:: ОТРЫВОК ТЕКСТА ::

Имя разлуки: Переписка Инны Лиснянской и Елены Макаровой — страница 84 из 147

Открыл ее Корнилов. Первым выступил Солженицын, потом косноязычный Евгений Пастернак, далее я, но не выступала, – говорила Лидии Корнеевне то, что хотела сказать, потом – Залыгин, за ним – Святослав Федоров – известный глазник, замыкал глупый, но добрый Берестов. Конечно, весь народ в дом не пробился, в том числе и Наталья Иванова, которая мне сегодня звонила, спрашивая о твоем здоровье, о моем «Отдельном»: «Я к вам никак пробиться вчера не могла, так вас окружили». Я подошла сама только к единственному человеку – к правозащитнику Сергею Адамовичу Ковалеву, поблагодарить его за все, что делал и делает. Потом мы уселись в автобусы, а кто – в машины и кто пешком двинулись на кладбище. Бедная Лидия Корнеевна сопротивлялась уходу в землю. Мы выстояли на морозе минут 40–50, могильщики долбили яму, ибо гроб не проходил.

Я, закаленная в пещере Иоанна Крестителя[281], с ног не свалилась, хотя их не чувствовала. Все эти сорок минут, обняв меня сзади, удерживала меня на ногах Наталья Солженицына, и при этом говорила, как они с Исаевичем меня любят, что он прочел мою «Шкатулку» и сказал: «Ни один литературовед ничего не заметил, это только могла понять, проанализировать только такой крупный русский поэт, как Лиснянская, она меня целиком убедила». И еще. «Он постеснялся к вам подойти и познакомиться, но глаз с вас не сводил». А я ей: «Наташа, какая странность, мы с вами познакомились 30 мая на могиле Пастернака и вновь встречаемся на кладбище, на этом же, Лидию Корнеевну хороним, я тоже хочу здесь лежать».

:::
:: ИСХОДНЫЕ СТРОКИ ::

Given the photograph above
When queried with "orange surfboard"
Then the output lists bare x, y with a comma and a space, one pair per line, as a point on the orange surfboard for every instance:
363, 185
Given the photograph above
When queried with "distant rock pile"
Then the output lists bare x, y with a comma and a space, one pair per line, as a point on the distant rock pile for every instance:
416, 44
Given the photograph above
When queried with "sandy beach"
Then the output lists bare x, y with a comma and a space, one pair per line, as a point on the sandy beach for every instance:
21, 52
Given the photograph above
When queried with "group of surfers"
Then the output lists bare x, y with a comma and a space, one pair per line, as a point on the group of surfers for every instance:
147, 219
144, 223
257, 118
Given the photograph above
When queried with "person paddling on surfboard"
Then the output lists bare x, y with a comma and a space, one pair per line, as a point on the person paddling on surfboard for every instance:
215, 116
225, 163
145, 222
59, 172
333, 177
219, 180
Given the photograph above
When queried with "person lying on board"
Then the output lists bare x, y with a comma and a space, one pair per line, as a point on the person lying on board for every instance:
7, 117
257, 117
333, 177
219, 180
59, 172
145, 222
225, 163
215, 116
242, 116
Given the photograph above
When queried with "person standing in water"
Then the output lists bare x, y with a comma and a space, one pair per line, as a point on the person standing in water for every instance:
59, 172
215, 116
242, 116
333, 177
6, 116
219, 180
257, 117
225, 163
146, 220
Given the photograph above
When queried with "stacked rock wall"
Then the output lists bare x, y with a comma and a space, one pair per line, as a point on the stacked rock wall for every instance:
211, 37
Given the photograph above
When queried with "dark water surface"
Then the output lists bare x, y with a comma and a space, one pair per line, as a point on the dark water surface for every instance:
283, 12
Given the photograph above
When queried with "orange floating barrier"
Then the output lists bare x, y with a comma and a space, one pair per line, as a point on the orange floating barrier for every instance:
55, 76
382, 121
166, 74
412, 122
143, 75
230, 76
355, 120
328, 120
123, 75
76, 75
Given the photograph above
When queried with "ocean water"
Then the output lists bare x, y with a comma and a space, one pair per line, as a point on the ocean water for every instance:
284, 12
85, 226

:::

* УСЛОВИЯ ЗАДАНИЙ *
a. Согласуются ли с отрывком утверждения (i) «Первым выступил Залыгин», (ii) «На морозе у могилы простояли около 40–50 минут», (iii) «Солженицын сам подошел познакомиться с Лиснянской»? На каждое ответьте «да» или «нет» и точно процитируйте решающие слова отрывка.
b. Ответьте по отрывку на вопросы, каждый с новой строки:
(i) Кто открыл собрание?
(ii) К какому единственному человеку рассказчица подошла сама?
(iii) Когда и где она познакомилась с Натальей Солженицыной?

* ОТВЕТЫ *
a.
(i) Нет: «Первым выступил Солженицын».
(ii) Да: «Мы выстояли на морозе минут 40–50».
(iii) Нет: «Он постеснялся к вам подойти и познакомиться, но глаз с вас не сводил».

b.
(i) Корнилов.
(ii) К правозащитнику Сергею Адамовичу Ковалеву.
(iii) 30 мая на могиле Пастернака.